• Task to carry out:
Counting every line in the records below that holds "mark", give the total and add nothing.

• Supplied information:

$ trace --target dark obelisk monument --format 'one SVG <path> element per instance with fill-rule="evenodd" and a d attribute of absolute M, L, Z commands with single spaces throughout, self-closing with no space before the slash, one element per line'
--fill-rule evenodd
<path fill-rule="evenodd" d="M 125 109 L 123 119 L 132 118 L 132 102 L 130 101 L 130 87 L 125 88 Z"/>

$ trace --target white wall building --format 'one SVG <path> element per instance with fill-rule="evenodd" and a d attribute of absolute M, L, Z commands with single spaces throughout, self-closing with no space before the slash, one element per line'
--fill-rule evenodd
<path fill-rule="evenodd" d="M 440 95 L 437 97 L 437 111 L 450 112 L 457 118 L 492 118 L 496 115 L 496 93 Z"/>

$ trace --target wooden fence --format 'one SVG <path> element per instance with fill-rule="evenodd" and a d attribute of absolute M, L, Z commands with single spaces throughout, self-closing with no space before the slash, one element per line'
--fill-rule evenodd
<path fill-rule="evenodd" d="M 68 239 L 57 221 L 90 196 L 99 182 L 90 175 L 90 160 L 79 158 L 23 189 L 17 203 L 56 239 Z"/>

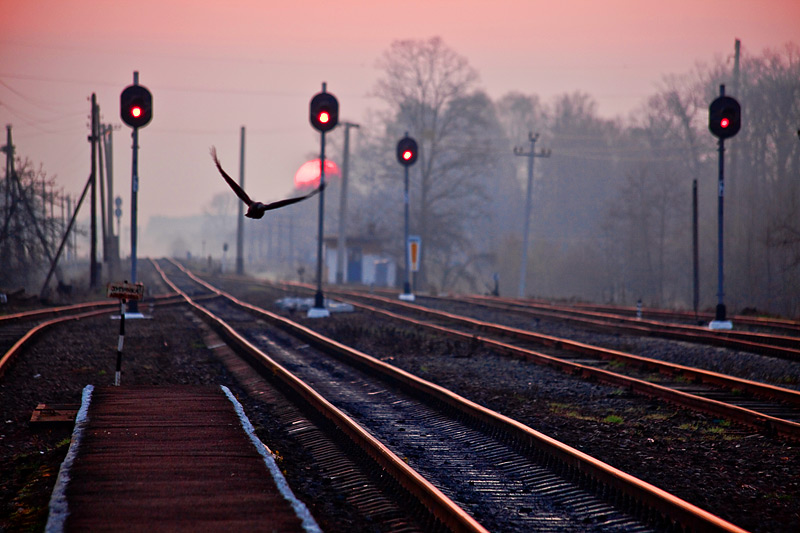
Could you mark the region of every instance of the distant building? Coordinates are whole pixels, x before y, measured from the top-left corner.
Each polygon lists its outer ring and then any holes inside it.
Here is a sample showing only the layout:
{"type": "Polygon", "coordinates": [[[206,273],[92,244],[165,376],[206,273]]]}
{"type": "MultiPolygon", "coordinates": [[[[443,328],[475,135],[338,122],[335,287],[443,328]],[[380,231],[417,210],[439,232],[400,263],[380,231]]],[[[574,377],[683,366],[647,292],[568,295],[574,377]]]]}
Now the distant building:
{"type": "MultiPolygon", "coordinates": [[[[336,283],[337,238],[325,238],[325,278],[328,283],[336,283]]],[[[397,265],[383,249],[383,242],[374,237],[348,237],[344,269],[345,283],[394,287],[397,279],[397,265]]]]}

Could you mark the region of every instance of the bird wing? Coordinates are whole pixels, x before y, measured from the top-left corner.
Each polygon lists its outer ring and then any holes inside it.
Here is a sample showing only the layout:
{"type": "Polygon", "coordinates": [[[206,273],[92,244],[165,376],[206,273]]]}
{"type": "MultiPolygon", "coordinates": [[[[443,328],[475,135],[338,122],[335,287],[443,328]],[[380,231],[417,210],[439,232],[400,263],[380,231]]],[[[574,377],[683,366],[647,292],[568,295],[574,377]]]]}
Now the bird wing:
{"type": "Polygon", "coordinates": [[[251,200],[250,197],[247,196],[247,193],[244,192],[244,189],[239,187],[239,184],[236,183],[235,181],[233,181],[233,178],[228,176],[228,174],[224,170],[222,170],[222,165],[219,164],[219,159],[217,159],[217,149],[216,148],[213,148],[213,147],[211,148],[211,157],[214,158],[214,163],[217,165],[217,170],[219,170],[219,173],[222,174],[223,178],[225,178],[225,181],[228,182],[228,185],[230,186],[231,189],[233,189],[233,192],[236,193],[236,196],[241,198],[242,201],[244,203],[246,203],[248,206],[252,205],[253,204],[253,200],[251,200]]]}
{"type": "Polygon", "coordinates": [[[287,205],[296,204],[297,202],[302,202],[306,198],[311,198],[312,196],[317,194],[320,190],[322,190],[322,188],[324,188],[324,186],[317,187],[316,189],[314,189],[310,193],[305,194],[303,196],[296,196],[294,198],[287,198],[285,200],[278,200],[277,202],[269,203],[269,204],[264,206],[264,211],[269,211],[271,209],[278,209],[279,207],[284,207],[284,206],[287,206],[287,205]]]}

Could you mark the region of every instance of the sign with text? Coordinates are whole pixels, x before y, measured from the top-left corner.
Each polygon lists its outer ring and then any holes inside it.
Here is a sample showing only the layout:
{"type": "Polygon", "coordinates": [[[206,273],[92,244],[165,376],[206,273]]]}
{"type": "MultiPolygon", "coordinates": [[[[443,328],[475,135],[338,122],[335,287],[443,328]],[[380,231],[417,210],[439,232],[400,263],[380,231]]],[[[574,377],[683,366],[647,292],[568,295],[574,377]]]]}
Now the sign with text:
{"type": "Polygon", "coordinates": [[[109,283],[107,295],[120,300],[141,300],[144,297],[143,283],[109,283]]]}

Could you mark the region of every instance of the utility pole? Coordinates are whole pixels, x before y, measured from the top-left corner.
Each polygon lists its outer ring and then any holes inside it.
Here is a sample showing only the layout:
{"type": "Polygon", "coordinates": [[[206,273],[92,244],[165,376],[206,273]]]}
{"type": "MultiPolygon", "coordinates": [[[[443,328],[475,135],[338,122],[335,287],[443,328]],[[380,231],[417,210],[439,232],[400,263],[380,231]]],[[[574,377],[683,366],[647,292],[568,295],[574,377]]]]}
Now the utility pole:
{"type": "MultiPolygon", "coordinates": [[[[7,263],[10,266],[10,247],[11,243],[7,242],[6,239],[9,235],[9,229],[11,228],[11,217],[14,216],[14,211],[16,210],[16,205],[14,202],[14,196],[12,194],[12,184],[13,176],[14,176],[14,143],[11,142],[11,124],[6,125],[6,145],[2,147],[3,153],[6,154],[6,192],[4,196],[4,211],[3,211],[3,220],[0,221],[2,223],[2,233],[0,233],[0,243],[3,244],[3,249],[0,253],[2,253],[2,259],[5,261],[9,261],[7,263]]],[[[0,261],[2,264],[2,261],[0,261]]]]}
{"type": "Polygon", "coordinates": [[[698,216],[697,216],[697,178],[692,181],[692,304],[694,307],[694,319],[698,320],[697,312],[700,307],[700,244],[698,239],[698,216]]]}
{"type": "MultiPolygon", "coordinates": [[[[239,141],[239,185],[244,189],[244,126],[239,141]]],[[[239,218],[236,226],[236,274],[244,274],[244,203],[239,202],[239,218]]]]}
{"type": "Polygon", "coordinates": [[[11,124],[6,125],[6,145],[2,148],[6,154],[6,211],[11,205],[11,175],[14,174],[14,143],[11,142],[11,124]]]}
{"type": "Polygon", "coordinates": [[[119,260],[119,242],[117,238],[114,236],[114,151],[112,145],[112,132],[114,131],[113,126],[111,124],[101,124],[100,125],[100,140],[102,144],[100,145],[100,165],[101,165],[101,174],[102,174],[102,166],[103,166],[103,155],[105,155],[105,176],[106,176],[106,197],[104,201],[104,205],[106,207],[104,211],[105,217],[105,224],[104,227],[106,228],[106,236],[104,237],[104,250],[108,249],[108,253],[103,254],[103,258],[105,261],[110,261],[113,263],[114,267],[117,267],[117,261],[119,260]]]}
{"type": "Polygon", "coordinates": [[[89,142],[92,143],[92,196],[91,196],[91,251],[89,252],[89,287],[97,287],[97,97],[92,93],[92,134],[89,135],[89,142]]]}
{"type": "MultiPolygon", "coordinates": [[[[67,213],[72,213],[72,196],[69,194],[67,195],[67,213]]],[[[64,219],[64,227],[66,228],[66,218],[64,219]]],[[[64,230],[64,235],[67,235],[66,229],[64,230]]],[[[67,235],[67,262],[71,262],[75,259],[75,248],[72,246],[72,238],[67,235]]]]}
{"type": "MultiPolygon", "coordinates": [[[[100,110],[97,110],[97,120],[100,120],[100,110]]],[[[102,229],[102,242],[103,242],[103,263],[108,263],[110,259],[108,249],[108,236],[111,234],[111,227],[106,224],[106,173],[103,161],[103,125],[98,122],[97,124],[97,155],[99,157],[97,164],[100,170],[100,228],[102,229]]],[[[109,209],[111,209],[109,207],[109,209]]]]}
{"type": "Polygon", "coordinates": [[[336,283],[344,283],[345,261],[347,255],[347,181],[350,174],[350,128],[359,128],[358,124],[345,122],[344,126],[344,159],[342,160],[342,189],[339,195],[339,237],[336,244],[336,283]]]}
{"type": "Polygon", "coordinates": [[[525,219],[522,227],[522,257],[520,258],[519,265],[519,291],[517,293],[519,298],[525,298],[525,281],[528,275],[528,240],[531,220],[531,208],[533,203],[533,160],[537,157],[550,157],[550,150],[540,150],[536,153],[536,141],[539,139],[539,134],[528,132],[528,140],[531,143],[530,151],[526,152],[521,146],[514,147],[514,155],[524,156],[528,158],[528,190],[525,197],[525,219]]]}
{"type": "MultiPolygon", "coordinates": [[[[742,52],[742,42],[739,39],[736,39],[733,43],[733,83],[731,84],[733,96],[739,96],[739,80],[740,76],[740,63],[741,63],[741,52],[742,52]]],[[[730,148],[729,148],[730,149],[730,148]]],[[[739,195],[739,180],[737,179],[736,169],[739,168],[739,151],[732,150],[730,156],[730,164],[728,165],[728,197],[730,199],[731,207],[733,207],[733,217],[732,220],[739,220],[741,213],[740,209],[742,207],[742,200],[739,195]]],[[[750,261],[750,256],[747,256],[747,261],[750,261]]]]}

• Output below:
4